■ THE EXERCISE ■
Set out the listing below as a Markdown table with a Row column for the row number and a Line column for the text, skipping blank lines. Begin at the line that has "Can you find the green" and stop after the line that has "<point>576,81</point>".
══════════
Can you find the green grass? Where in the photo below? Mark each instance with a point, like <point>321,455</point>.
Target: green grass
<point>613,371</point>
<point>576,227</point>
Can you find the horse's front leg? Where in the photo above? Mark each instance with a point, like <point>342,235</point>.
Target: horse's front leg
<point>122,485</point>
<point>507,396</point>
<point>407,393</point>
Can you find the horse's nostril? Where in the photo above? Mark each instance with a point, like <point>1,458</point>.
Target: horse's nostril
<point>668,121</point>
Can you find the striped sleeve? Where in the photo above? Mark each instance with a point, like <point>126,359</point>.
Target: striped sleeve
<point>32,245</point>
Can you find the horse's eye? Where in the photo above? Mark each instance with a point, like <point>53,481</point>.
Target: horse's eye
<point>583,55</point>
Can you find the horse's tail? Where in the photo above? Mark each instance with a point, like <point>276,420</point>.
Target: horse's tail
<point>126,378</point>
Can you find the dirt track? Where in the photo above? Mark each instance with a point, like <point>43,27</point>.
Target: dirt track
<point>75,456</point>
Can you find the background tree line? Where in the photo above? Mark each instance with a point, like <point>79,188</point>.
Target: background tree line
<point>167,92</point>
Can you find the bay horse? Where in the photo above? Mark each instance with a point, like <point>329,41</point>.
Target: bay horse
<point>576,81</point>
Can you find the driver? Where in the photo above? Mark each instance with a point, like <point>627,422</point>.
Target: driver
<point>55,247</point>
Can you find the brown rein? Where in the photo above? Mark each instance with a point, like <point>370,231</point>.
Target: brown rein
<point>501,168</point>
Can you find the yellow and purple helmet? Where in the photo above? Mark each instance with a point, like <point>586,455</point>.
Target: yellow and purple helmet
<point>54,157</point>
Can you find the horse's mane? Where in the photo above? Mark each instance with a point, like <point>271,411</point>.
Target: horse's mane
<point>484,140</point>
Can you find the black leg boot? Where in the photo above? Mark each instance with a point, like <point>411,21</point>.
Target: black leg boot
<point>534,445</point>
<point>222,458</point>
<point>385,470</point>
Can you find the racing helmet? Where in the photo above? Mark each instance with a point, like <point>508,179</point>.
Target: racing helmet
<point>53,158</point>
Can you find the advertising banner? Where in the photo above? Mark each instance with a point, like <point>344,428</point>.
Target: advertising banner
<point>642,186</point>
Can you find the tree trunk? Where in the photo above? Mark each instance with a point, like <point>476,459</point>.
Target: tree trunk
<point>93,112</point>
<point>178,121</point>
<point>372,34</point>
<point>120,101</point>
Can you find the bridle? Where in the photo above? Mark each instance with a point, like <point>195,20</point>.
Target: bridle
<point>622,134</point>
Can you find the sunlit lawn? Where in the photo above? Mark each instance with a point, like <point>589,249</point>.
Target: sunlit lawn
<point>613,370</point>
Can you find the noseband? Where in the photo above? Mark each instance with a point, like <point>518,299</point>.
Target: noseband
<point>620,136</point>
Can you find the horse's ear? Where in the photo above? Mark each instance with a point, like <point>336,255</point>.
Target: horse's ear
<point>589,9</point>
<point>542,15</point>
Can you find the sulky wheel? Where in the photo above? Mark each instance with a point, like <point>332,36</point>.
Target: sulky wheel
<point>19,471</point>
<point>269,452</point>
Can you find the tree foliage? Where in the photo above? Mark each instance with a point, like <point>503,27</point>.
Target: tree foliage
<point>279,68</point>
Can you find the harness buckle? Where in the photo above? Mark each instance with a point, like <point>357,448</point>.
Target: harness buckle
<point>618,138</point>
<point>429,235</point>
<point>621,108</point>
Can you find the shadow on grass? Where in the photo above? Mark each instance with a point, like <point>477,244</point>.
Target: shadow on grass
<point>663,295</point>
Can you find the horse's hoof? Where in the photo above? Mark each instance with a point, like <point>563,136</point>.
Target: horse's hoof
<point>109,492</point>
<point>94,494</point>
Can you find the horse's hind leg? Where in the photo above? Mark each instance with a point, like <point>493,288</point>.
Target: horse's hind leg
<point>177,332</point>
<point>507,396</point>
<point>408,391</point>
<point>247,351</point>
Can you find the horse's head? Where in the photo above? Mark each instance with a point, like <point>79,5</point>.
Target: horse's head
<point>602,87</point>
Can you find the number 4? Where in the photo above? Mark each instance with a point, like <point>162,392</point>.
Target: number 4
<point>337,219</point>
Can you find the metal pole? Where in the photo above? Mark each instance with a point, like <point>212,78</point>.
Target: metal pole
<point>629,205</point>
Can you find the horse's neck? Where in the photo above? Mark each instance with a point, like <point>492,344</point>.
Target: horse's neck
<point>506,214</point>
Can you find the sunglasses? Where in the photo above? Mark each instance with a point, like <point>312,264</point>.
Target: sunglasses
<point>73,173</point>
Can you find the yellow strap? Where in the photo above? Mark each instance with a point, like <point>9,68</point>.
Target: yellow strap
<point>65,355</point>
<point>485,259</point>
══════════
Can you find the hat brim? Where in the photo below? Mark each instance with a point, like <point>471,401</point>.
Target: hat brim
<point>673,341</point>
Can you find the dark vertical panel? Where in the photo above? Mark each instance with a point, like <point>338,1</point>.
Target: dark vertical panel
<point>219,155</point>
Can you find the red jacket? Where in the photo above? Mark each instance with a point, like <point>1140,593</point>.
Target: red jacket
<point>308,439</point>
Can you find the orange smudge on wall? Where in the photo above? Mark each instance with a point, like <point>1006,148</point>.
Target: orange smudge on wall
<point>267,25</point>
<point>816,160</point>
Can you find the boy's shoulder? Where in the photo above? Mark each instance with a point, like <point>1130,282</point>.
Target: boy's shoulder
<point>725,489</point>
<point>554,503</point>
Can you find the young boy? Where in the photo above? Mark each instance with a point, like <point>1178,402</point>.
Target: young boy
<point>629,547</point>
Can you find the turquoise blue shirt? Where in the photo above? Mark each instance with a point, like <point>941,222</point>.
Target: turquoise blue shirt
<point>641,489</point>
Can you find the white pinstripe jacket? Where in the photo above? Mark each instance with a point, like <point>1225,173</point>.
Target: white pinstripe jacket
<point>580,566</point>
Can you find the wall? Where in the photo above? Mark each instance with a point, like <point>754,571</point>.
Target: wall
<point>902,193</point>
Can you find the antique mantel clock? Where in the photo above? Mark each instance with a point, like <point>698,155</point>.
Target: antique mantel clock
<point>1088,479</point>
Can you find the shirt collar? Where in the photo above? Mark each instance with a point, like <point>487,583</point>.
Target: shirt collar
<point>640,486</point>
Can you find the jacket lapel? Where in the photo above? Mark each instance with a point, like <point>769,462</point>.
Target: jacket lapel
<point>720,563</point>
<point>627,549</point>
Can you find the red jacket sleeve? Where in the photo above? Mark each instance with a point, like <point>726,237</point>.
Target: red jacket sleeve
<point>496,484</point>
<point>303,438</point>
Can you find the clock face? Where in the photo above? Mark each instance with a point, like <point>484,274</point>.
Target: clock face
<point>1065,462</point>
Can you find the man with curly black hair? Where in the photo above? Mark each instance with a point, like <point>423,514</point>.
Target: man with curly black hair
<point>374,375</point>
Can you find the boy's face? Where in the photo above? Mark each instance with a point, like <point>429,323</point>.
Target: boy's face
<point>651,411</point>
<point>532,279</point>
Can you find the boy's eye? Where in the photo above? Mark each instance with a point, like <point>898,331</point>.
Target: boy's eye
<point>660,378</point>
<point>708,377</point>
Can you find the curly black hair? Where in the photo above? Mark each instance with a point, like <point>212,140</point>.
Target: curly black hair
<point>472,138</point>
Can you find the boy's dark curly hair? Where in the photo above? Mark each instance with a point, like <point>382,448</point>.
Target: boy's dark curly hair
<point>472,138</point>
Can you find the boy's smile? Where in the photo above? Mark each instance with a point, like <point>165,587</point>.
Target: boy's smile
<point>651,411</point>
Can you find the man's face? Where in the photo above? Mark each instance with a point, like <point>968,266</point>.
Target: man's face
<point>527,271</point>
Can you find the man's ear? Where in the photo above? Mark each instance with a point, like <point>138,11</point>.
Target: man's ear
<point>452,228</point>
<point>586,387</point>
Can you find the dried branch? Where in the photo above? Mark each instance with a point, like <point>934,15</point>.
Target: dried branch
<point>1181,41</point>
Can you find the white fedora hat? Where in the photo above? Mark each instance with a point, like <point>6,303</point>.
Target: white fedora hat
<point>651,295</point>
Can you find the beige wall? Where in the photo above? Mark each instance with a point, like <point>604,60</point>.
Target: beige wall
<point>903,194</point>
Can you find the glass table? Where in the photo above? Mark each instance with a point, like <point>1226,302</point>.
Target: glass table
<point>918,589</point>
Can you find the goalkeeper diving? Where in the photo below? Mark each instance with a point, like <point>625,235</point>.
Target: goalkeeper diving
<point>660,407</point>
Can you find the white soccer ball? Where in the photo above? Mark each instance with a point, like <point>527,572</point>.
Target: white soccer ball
══════════
■ ANSWER FOR THIS EXERCISE ■
| Row | Line |
|---|---|
| 1 | Can you find the green grass? Where in the photo below? Mark each instance with a point, like <point>321,455</point>. |
| 2 | Target: green grass |
| 3 | <point>613,371</point> |
| 4 | <point>576,227</point> |
| 5 | Can you find the horse's front leg? Where in the photo above? Mark each instance with a point, like <point>342,235</point>. |
| 6 | Target: horse's front leg |
| 7 | <point>122,485</point> |
| 8 | <point>507,396</point> |
| 9 | <point>407,393</point> |
| 10 | Can you find the horse's nostril? Where in the photo above? Mark each instance with a point, like <point>1,458</point>. |
| 11 | Target: horse's nostril |
| 12 | <point>668,121</point> |
| 13 | Can you find the striped sleeve? Where in the photo above? Mark each instance with a point, like <point>126,359</point>. |
| 14 | Target: striped sleeve |
| 15 | <point>32,245</point> |
| 16 | Can you find the horse's eye? Where in the photo above? Mark each instance with a point, like <point>53,481</point>. |
| 17 | Target: horse's eye |
| 18 | <point>583,55</point> |
| 19 | Can you find the horse's tail? Where in the photo above? Mark each instance with a point, like <point>276,420</point>. |
| 20 | Target: horse's tail |
| 21 | <point>126,378</point> |
| 22 | Can you find the dirt track? Where in the photo above? Mark each instance with a point, like <point>43,27</point>. |
| 23 | Target: dirt track |
| 24 | <point>75,456</point> |
| 25 | Can you find the background tree line? Where in the photo above? Mark each instance with a point, like <point>79,188</point>. |
| 26 | Target: background tree line |
| 27 | <point>167,92</point> |
| 28 | Can you find the bay horse? Where in the photo above? Mark each instance with a point, like <point>329,41</point>. |
| 29 | Target: bay horse |
| 30 | <point>576,81</point> |